Problem: Transcribe the records below exactly, from their first line through the line containing "TARGET = white race car". Omit every line after it.

Stored data entries
——

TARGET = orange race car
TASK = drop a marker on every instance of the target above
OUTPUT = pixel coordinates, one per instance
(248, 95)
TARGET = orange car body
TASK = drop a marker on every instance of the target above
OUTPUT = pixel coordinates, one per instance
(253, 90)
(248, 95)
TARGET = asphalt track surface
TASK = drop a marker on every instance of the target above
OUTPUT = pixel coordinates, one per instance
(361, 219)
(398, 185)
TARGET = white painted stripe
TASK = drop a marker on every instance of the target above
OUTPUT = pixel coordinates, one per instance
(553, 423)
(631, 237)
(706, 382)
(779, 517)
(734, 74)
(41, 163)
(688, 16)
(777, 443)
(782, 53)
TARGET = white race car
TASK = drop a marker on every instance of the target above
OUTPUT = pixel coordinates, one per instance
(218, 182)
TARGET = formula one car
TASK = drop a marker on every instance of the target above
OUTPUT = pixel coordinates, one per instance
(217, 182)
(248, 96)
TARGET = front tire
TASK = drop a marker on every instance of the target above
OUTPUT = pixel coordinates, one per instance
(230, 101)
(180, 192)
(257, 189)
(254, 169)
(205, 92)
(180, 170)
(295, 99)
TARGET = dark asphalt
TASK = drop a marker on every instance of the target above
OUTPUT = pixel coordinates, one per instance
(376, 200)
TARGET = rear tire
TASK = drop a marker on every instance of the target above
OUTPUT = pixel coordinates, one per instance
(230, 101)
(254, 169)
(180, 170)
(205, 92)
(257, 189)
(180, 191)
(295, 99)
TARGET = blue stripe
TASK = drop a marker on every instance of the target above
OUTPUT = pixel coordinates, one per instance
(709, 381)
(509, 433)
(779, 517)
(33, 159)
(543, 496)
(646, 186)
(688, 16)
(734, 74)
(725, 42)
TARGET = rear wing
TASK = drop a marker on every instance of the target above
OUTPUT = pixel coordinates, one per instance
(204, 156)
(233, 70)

——

Written answer:
TARGET = orange race car
TASK = drop a marker on every instance of the target above
OUTPUT = pixel coordinates, one per instance
(248, 95)
TARGET = orange car body
TASK = drop a marker on every instance of the target above
OUTPUT = pixel coordinates, one per instance
(253, 90)
(248, 95)
TARGET = asphalt track surface
TASK = drop a marker on every instance of the target above
OUTPUT = pixel coordinates, one per instance
(361, 219)
(398, 185)
TARGET = white painted stripe
TASK = drop a marker on every instance of the target above
OUTPUT = pixel coordinates, one per instance
(553, 423)
(631, 237)
(706, 382)
(779, 517)
(734, 74)
(41, 163)
(688, 16)
(777, 443)
(782, 53)
TARGET = white race car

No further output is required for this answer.